DIRECTION 1 |
Answer each question from the article on Genworth's long-term care insurance losses, one line per answer, marked (a), (b) and (c).
(a) What net loss did Genworth report for the third quarter of 2014?
(b) How much did the company have to reallocate to its LTC claim reserves?
(c) Which publication offered three "takeaways" for policyholders?
DIRECTION 2 |
Carry on writing the article about Genworth's long-term care insurance losses, starting after its final sentence.

PAGE TEXT |
►

Are There Broader Implications from Genworth Report on LTC Insurance Losses?

On November 5, Genworth Financial Inc., a major player in long-term care insurance, announced third-quarter 2014 performance results, reporting a $844 million net loss that flowed from review of the company’s long-term care claims.  The review required the company to reallocate more than $530 million (pre-tax) to its LTC claim reserves.  Obviously that is not the kind of news that shareholders like to hear. But, it would also appear to hold larger implications.

Financial news reporters quickly followed with analysis.

From the Wall Street Journal: “Long-Term-Care Insurance: What Policyholders Should Know,” three “takeaways:”

  • “A past rate increase doesn’t forestall additional hikes down the road.”
  • “You’re unlikely to find a better deal by switching insurers.
  • “It may be possible to cut back benefits and still have good coverage.”

◄

DATASET EXTRACT |
►

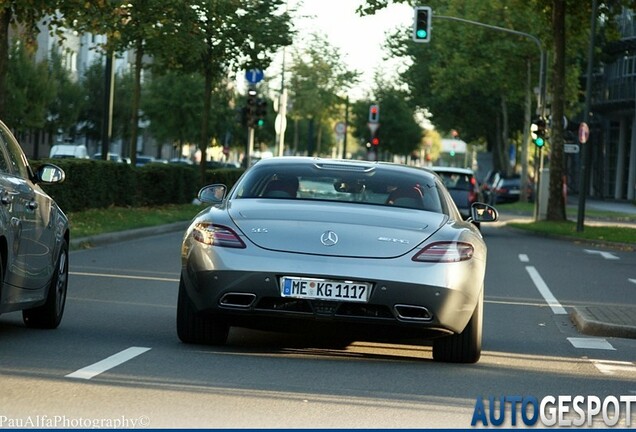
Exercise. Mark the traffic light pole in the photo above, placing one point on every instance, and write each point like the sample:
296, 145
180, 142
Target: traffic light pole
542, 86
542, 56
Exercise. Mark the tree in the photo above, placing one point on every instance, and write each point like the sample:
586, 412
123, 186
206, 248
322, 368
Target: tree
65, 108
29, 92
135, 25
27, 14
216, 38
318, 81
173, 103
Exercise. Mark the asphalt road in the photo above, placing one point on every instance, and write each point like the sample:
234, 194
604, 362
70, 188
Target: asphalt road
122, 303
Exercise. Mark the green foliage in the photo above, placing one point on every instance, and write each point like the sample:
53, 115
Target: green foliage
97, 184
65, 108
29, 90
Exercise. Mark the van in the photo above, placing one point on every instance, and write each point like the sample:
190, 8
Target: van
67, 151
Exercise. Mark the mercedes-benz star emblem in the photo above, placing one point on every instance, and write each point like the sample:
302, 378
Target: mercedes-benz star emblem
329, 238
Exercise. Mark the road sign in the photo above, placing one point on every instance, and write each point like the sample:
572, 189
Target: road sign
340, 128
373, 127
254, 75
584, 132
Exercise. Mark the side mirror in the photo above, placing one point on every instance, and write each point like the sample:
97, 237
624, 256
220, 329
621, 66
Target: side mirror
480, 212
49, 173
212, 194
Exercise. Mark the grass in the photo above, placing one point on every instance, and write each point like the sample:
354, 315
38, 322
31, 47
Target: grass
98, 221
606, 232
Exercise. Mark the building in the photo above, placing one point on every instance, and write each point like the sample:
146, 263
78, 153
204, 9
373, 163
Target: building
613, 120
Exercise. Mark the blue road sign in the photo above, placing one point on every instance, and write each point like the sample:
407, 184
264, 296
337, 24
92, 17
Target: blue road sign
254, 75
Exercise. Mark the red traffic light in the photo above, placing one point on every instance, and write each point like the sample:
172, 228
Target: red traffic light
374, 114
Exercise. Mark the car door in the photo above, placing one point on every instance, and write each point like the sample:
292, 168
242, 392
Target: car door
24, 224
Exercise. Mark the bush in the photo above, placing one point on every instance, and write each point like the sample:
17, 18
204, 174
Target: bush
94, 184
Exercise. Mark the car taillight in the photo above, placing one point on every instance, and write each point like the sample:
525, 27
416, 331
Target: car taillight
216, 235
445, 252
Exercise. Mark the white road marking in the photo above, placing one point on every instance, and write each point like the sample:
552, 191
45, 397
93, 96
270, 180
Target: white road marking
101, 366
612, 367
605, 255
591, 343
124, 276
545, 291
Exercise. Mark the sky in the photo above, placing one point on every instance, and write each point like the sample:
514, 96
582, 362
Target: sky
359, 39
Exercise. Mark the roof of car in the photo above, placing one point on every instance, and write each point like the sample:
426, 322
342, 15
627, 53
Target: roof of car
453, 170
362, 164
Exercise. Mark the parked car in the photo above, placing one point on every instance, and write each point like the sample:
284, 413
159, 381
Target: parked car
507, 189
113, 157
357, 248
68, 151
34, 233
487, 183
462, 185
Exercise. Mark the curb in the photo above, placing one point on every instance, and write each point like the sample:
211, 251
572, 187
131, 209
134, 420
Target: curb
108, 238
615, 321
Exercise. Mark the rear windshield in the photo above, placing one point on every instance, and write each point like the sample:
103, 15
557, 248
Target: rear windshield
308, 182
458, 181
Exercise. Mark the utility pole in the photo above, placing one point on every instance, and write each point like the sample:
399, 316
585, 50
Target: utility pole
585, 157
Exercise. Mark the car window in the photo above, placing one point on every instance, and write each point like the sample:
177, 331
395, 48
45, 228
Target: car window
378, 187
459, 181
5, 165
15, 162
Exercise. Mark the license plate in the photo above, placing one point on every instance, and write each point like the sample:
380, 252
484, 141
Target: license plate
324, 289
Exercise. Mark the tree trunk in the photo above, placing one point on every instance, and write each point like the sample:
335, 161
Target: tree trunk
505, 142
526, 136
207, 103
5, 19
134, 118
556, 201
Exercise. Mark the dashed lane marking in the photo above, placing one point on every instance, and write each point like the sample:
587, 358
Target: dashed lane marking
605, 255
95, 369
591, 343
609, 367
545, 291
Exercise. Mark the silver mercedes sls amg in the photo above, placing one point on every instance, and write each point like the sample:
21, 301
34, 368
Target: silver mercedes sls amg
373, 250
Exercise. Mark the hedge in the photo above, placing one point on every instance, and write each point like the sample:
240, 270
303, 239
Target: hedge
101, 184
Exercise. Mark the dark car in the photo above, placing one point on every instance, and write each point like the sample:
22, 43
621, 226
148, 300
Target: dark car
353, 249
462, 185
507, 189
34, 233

◄
►

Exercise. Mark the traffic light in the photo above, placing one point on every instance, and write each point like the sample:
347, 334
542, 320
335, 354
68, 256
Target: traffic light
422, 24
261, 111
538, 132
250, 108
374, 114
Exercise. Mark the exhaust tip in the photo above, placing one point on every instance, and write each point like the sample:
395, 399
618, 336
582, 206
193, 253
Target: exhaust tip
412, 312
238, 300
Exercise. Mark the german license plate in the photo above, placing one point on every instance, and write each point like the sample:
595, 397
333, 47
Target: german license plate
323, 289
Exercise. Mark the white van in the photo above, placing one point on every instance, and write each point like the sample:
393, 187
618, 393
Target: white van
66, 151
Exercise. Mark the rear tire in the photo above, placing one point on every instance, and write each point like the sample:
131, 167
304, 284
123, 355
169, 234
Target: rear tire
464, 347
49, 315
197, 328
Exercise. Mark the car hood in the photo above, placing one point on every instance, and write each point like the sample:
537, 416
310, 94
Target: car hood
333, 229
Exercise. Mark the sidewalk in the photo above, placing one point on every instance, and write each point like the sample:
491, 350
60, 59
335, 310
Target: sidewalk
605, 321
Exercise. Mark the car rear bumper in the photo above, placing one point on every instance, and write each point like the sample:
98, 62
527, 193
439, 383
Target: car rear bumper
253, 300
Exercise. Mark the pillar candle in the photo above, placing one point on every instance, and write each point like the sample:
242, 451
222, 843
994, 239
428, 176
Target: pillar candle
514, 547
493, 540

◄

FINAL RESULT 1 |
(a) $844 million
(b) More than $530 million (pre-tax)
(c) The Wall Street Journal

FINAL RESULT 2 |
From Bloomberg News: “Genworth CEO Sees Tough Turnaround from $844 Million Loss,” putting the single company’s performance into context by pointing out that “larger rivals MetLife Inc. and Prudential Financial Inc. have stopped selling long-term care insurance as results are hurt by near record-low bond yields and higher-than expected claims costs.”

From Business Insider, “An Insurance Company Underestimated How Long People Would Live– and Now Its Stock is Crashing.” 

Underestimating how long people will live.  Underestimating the demand for assistance with activites of daily living.  Underestimating how much it costs to cover health care and social care meeds.  These are calculation problems not just for the insurance companies but for individuals, families and (if we are at all realistic) governments. Don’t we need to stop addressing these issues in silos?